[Referring expression pointing data]

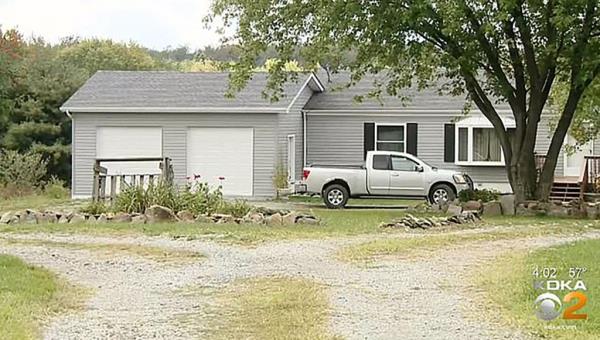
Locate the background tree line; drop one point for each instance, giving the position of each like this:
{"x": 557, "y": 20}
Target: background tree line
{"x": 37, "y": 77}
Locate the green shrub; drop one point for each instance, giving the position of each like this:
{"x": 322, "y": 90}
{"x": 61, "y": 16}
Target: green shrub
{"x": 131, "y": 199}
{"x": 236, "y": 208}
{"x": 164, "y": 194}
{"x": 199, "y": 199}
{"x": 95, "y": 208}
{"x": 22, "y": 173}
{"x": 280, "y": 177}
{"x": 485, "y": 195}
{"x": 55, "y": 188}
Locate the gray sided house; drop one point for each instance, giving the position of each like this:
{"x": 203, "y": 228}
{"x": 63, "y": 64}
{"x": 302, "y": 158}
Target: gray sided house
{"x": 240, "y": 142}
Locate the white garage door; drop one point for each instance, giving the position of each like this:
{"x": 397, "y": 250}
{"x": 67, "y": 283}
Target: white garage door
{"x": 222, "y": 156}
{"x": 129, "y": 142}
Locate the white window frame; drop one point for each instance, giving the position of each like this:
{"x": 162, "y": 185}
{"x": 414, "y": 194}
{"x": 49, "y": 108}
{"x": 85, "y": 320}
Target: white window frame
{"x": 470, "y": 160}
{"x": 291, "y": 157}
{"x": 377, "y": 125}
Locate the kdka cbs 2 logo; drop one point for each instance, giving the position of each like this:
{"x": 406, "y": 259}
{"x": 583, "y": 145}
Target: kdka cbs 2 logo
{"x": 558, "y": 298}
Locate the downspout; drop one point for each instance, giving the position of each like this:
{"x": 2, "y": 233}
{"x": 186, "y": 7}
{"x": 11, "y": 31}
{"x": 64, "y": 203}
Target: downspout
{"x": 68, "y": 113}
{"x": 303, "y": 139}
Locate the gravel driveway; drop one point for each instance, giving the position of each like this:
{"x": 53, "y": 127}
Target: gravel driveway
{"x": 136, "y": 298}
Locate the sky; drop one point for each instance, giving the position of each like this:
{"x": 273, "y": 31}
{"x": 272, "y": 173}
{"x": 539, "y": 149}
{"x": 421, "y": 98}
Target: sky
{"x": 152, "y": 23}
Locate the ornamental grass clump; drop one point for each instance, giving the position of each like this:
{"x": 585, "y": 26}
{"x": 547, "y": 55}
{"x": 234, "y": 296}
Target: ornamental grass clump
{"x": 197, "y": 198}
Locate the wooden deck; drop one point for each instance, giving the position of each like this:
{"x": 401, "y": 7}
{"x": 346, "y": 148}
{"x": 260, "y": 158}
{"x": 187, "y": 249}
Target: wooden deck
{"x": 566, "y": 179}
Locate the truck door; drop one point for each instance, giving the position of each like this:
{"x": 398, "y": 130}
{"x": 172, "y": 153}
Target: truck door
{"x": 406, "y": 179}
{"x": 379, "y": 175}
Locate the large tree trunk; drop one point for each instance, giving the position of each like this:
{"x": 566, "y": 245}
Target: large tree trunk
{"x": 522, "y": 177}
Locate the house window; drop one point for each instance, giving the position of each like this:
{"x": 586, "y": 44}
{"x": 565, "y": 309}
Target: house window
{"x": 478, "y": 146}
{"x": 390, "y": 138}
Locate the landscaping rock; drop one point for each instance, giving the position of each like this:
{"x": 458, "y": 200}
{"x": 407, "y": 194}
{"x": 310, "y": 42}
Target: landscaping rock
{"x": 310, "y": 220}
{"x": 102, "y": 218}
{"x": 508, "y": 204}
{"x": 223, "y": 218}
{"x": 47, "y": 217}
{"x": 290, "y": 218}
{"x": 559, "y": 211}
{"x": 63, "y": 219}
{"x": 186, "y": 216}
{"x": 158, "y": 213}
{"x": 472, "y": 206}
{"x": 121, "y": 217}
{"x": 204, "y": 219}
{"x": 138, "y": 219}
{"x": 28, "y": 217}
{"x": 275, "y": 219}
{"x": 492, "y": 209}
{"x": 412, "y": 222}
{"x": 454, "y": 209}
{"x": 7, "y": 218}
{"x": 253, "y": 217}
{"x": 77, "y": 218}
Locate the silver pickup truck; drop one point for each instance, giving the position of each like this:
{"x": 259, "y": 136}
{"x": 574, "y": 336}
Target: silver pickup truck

* * *

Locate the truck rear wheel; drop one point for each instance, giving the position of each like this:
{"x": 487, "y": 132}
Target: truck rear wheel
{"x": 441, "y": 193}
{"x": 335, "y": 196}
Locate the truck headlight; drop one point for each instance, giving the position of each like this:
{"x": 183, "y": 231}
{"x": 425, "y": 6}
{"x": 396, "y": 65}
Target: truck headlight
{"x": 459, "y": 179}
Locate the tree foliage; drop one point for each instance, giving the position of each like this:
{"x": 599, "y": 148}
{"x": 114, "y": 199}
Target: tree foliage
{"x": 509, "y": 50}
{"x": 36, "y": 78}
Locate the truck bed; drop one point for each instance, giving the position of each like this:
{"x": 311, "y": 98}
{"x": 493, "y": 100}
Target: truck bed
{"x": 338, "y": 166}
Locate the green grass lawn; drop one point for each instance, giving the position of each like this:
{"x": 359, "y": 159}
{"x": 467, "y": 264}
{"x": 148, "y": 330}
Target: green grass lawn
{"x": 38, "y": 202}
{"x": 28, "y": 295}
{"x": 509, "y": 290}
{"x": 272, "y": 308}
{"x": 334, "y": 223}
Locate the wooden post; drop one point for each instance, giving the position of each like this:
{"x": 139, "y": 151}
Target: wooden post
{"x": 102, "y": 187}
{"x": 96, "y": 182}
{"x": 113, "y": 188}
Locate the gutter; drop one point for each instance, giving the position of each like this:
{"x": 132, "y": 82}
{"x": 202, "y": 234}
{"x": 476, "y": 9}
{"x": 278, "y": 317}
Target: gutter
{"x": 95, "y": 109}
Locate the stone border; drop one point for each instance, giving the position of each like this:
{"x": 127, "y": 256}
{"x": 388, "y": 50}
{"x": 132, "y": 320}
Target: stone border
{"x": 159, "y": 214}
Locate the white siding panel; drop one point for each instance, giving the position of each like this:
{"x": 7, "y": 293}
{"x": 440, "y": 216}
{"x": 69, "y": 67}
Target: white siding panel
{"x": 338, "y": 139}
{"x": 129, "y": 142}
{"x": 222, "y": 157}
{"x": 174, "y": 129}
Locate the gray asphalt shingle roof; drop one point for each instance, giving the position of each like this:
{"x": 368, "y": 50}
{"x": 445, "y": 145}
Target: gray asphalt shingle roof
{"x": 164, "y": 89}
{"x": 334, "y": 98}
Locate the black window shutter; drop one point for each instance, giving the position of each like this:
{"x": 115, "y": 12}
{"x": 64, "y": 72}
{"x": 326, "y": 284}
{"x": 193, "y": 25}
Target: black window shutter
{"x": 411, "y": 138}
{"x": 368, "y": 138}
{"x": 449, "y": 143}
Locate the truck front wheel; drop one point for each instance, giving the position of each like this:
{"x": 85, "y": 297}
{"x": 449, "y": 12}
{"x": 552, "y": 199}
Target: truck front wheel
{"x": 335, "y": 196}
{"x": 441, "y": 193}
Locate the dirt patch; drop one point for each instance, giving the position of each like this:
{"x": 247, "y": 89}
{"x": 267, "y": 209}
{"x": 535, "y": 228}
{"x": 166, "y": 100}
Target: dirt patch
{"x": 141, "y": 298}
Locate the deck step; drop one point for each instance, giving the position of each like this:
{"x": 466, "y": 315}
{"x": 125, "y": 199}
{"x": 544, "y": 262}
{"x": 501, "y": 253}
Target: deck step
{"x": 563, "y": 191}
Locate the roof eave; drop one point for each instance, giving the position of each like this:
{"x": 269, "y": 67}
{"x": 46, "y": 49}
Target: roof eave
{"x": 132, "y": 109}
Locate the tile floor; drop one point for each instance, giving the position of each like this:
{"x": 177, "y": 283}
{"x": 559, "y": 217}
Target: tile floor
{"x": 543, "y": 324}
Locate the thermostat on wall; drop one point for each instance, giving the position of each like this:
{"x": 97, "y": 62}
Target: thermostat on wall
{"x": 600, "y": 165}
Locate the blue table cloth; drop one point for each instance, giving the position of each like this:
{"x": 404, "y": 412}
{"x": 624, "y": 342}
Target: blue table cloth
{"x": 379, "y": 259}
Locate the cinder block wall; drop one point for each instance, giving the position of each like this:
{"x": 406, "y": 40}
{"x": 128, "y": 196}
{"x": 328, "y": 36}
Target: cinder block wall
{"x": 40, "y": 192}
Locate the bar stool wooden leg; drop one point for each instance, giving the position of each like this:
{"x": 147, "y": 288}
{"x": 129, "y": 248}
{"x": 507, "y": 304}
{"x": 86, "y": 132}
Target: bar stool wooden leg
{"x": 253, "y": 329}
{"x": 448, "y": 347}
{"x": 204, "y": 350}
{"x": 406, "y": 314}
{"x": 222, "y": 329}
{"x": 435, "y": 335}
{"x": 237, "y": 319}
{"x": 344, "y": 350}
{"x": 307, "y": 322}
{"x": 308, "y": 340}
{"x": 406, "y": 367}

## Task to carry out
Where a line of the data contains "pickup", copy that line.

## Expected output
Locate the silver pickup truck; drop one point for each instance, giving the position of each like this:
Target: silver pickup truck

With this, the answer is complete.